### Stated task
Copy the lines below word for word, starting at the line that contains "identify the red" and ending at the line that contains "left=25, top=9, right=35, bottom=34", with both of those lines included.

[Coordinate annotation lines]
▼

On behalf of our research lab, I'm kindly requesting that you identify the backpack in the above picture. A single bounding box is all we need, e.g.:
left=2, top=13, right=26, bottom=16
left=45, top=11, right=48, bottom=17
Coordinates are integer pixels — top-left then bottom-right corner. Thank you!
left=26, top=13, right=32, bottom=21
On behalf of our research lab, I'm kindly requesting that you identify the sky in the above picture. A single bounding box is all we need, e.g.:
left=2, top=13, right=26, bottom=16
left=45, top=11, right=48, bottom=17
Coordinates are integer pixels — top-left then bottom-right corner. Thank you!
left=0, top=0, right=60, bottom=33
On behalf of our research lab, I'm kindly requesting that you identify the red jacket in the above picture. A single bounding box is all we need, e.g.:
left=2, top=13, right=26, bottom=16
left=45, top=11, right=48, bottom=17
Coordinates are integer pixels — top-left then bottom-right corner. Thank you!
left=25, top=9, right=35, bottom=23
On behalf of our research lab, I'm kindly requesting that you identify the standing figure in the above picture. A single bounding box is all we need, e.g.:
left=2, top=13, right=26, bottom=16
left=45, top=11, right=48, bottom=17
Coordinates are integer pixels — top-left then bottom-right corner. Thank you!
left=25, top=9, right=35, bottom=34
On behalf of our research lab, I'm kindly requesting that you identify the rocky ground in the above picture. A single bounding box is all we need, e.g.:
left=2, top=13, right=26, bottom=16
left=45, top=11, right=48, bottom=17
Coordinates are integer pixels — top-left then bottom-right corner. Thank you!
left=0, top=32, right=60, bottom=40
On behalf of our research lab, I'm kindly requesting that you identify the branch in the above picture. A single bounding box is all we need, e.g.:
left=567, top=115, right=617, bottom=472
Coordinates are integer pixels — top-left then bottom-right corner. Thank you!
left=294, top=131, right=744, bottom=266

▲

### Result below
On behalf of our research lab, I'm kindly requesting that you identify the red jacket in the above picture. A single bounding box is all we need, e.g.:
left=2, top=13, right=26, bottom=16
left=45, top=11, right=48, bottom=17
Coordinates are integer pixels — top-left then bottom-right corner. Thank you!
left=25, top=9, right=35, bottom=23
On behalf of our research lab, I'm kindly requesting that you identify the standing figure in the above picture. A single bounding box is all we need, e.g.:
left=2, top=13, right=26, bottom=16
left=45, top=11, right=48, bottom=17
Coordinates are integer pixels — top-left then bottom-right corner. Thank you!
left=25, top=9, right=35, bottom=34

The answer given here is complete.